→ **EXTRAHIERTER TEXT**:
Gärtnerplatztheater München – Spielzeitpremiere 15. Juli 2019: Priscilla – Königin der Wüste
Das Musical
Einlassungen von Tim Theo Tinn
Perfekt, perfekter, genial – Wunderweben und Wirklichkeit im Drag-Queen Musical!!!!
Und trotzdem: Parabel zu Moral und ethischen Grundsätze im Umgang mit Minderheiten und deren Erleben!
Armin Kahl (Tick) © Marie-Laure Briane
Auch wenn es quantenenergetisch keinen Superlativ (s. Komparation) geben kann („Mikro, Makro sind unendlich“), überschreitet das eruptive Erleben der Inszenierung Gewohntes, bildet statt der mglw. unmöglichen 3. Steigerungsstufe sogar die 5. (Exzessiv).
Erwin Windegger (Bernadette), Terry Alfaro (Adam), Armin Kahl (Tick), Ensemble © Marie-Laure Briane
Es wurde „Handmade“ Musiktheater geboten – Könner (mit Handwerk) haben dramaturgisch gesichtet, Inszenierung in hervorragendem Timing konzipiert, Regie konziliant probiert, punktgenau detailliert einstudiert und nun brillant aufgeführt – so geht Theater mit Könnern relevanten Handwerks.
Meine Abgrenzung erfolgt zu immer noch vermehrt auftretendem aufgeblähten Gedankengedudel, bei dem offensichtlich nie über ein unkonzipiertes Probierstadium hinausgekommen wird. Dabei sehe ich oft wirres Gedankengut, dass in verwunderlich abstrusem Geschiss auf die Bühne gebracht wird, in der Hoffnung auf selbstdarstellungsorientierte Feuilletonisten, die den Irrtümern intellektuelle Bedeutung einhauchen sollen.
Wird dem Publikum so entsprochen, mit solch dilettantischem Nichtkönner – Gezeter? Das erinnert an meine Theater-Anfänge in den 80’er Jahren – als Bewegung im Nachgang der 68’er war „soziale Akzeptanz“ verpönt: bloß nicht den Publikums-Geschmack treffen war die Devise. Das war dann auch der Wegbereiter der eigentlich immer gestrigeren sogen. Regietheater-Verirrungen. (Gemeint sind Verirrungen!)
Den Ansprüchen des Publikums (pūblicus – öffentlich) wird die englische Übersetzung Audience (audire – zuhören) gerechter: in einer Audienz, vor einem Auditorium, vor einem hochgestellten Kollektiv widmet man sich den Verlautbarungen Anderer – ist also wichtiger Bestandteil und nicht bedeutungsreduzierter Konsument in häufigem Theateralltag.
Die „Priscilla“ im Gärtnerplatztheater zeigt Wertschätzung für ein Publikum, das mit seiner begeisternden Resonanz nach wenigen Minuten durchgehend in Beifall-Orgien und Mitklatsch – Begeisterung ausbrach. Offen gesagt, war der Rezensent anfangs so verblüfft, dass er sich an seinen Notizblock klammerte, bis … dann hab ich lieber mitgeklatscht statt zu notieren.

→ **ANGEZEIGTE ZEILEN**:
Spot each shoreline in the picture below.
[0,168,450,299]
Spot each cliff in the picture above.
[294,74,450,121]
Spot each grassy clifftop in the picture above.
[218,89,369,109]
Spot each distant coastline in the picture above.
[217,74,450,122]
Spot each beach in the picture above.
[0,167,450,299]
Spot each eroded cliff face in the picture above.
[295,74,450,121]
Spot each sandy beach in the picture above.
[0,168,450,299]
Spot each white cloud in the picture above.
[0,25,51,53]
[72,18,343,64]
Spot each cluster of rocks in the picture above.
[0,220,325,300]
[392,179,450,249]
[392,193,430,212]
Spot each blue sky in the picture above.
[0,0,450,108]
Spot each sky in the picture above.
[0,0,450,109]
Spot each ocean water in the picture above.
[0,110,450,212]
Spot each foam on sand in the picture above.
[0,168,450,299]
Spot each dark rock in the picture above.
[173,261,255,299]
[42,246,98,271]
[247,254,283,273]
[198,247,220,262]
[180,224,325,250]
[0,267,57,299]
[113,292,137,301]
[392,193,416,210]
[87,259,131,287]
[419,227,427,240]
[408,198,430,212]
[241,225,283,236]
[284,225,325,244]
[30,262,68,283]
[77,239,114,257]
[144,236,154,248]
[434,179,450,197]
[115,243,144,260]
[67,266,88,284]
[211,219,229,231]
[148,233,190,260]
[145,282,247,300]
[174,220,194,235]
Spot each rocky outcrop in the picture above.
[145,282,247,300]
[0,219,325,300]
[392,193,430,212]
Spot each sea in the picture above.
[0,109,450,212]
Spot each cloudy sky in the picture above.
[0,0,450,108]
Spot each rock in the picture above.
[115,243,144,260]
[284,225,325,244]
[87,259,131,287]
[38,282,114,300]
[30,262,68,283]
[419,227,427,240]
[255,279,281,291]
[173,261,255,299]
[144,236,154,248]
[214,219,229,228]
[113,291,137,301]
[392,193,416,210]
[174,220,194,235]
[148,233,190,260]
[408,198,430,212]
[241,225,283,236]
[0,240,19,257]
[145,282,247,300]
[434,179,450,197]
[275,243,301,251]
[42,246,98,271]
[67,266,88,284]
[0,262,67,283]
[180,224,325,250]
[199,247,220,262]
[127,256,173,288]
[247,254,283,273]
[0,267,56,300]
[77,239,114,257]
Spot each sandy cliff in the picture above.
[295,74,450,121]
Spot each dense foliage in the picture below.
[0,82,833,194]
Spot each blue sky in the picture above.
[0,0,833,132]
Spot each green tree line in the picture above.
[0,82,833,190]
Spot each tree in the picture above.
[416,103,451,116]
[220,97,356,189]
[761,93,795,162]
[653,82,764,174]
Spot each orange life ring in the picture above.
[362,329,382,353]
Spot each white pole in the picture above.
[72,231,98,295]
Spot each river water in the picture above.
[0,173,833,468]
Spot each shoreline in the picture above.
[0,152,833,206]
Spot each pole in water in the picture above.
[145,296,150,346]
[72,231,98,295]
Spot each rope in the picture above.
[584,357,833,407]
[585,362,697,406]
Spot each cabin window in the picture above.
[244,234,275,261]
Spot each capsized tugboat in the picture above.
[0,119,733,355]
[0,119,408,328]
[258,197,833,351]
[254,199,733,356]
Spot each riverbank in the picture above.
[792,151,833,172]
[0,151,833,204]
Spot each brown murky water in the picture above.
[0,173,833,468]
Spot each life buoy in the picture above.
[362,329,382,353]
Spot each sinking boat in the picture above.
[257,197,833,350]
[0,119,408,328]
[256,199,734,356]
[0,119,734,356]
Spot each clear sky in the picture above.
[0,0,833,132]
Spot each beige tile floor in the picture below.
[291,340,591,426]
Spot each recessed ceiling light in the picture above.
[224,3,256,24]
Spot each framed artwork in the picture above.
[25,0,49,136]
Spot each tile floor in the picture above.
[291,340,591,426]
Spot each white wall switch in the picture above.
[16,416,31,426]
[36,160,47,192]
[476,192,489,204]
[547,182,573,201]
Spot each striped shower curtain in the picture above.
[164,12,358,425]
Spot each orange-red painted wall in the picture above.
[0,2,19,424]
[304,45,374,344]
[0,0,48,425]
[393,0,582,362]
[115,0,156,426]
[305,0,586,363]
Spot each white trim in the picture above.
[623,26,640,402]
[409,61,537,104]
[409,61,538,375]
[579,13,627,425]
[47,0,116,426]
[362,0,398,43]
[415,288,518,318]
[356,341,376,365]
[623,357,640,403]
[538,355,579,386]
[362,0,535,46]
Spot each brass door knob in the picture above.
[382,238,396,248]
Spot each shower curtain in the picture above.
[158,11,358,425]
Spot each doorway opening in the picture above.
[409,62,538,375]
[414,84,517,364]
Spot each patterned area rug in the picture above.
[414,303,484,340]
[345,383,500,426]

→ **ZU BEARBEITENDE AUFGABEN**:
1. Schreiben Sie aus der Rezension den Abschnitt ab, der mit den Worten „Armin Kahl (Tick) ©“ beginnt und mit „die 5. (Exzessiv).“ endet.
2. Führen Sie jede Zeile auf, in der die Zeichenfolge „shower“ vorkommt. Beachten Sie dabei die Groß- und Kleinschreibung.

→ **LÖSUNGEN NACH AUFGABEN**:
1.
Armin Kahl (Tick) © Marie-Laure Briane
Auch wenn es quantenenergetisch keinen Superlativ (s. Komparation) geben kann („Mikro, Makro sind unendlich“), überschreitet das eruptive Erleben der Inszenierung Gewohntes, bildet statt der mglw. unmöglichen 3. Steigerungsstufe sogar die 5. (Exzessiv).

2.
Spot each striped shower curtain in the picture above.
Spot each shower curtain in the picture above.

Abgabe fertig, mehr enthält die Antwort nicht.